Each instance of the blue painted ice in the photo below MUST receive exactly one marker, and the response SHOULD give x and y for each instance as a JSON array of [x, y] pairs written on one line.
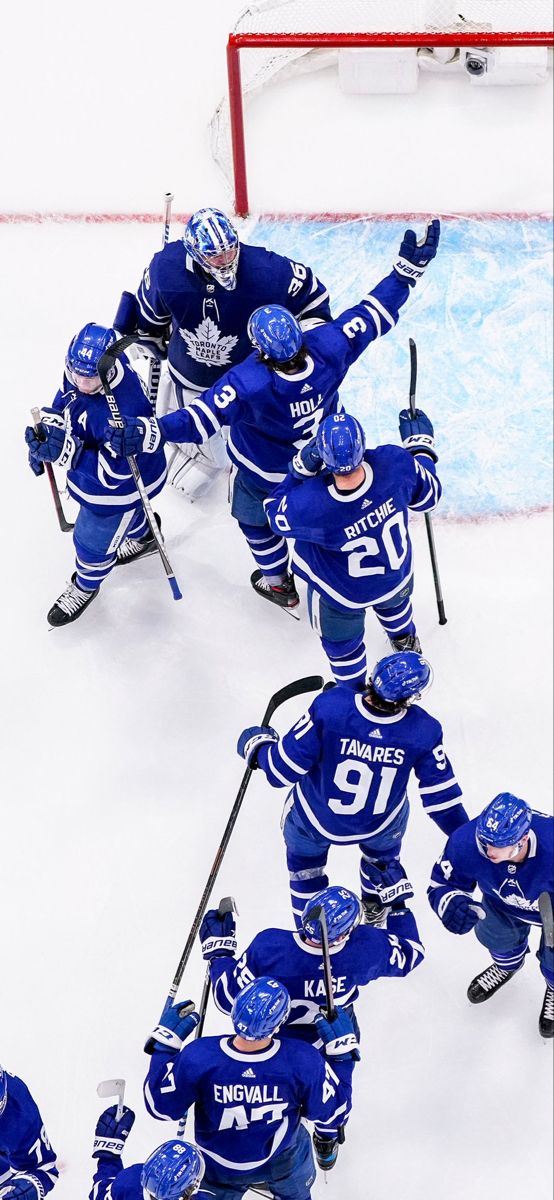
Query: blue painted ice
[[482, 323]]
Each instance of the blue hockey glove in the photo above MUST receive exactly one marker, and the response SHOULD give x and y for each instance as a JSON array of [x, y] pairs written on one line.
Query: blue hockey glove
[[307, 462], [140, 435], [175, 1026], [50, 442], [112, 1134], [417, 433], [339, 1036], [415, 256], [459, 913], [217, 935], [390, 882], [252, 739]]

--*--

Retype the data above in full, exactly as it stands, and skip any image.

Each instance of the blue painted ice in the photo below MUST receive exactly one marker, and the response SHOULD give x and y for each instance as a JSON array of [x, y] pairs written on one line.
Query: blue painted ice
[[482, 323]]
Each instance of the blue hockey glove in the photo above MUST receive exactly one marker, and the response SHOULD give x and y for each instance as a JSON array of [x, y] pairs written on one line.
Query: blue hockey glove
[[307, 462], [140, 435], [175, 1026], [50, 442], [112, 1134], [417, 433], [339, 1036], [415, 256], [459, 913], [217, 935], [390, 882], [252, 739]]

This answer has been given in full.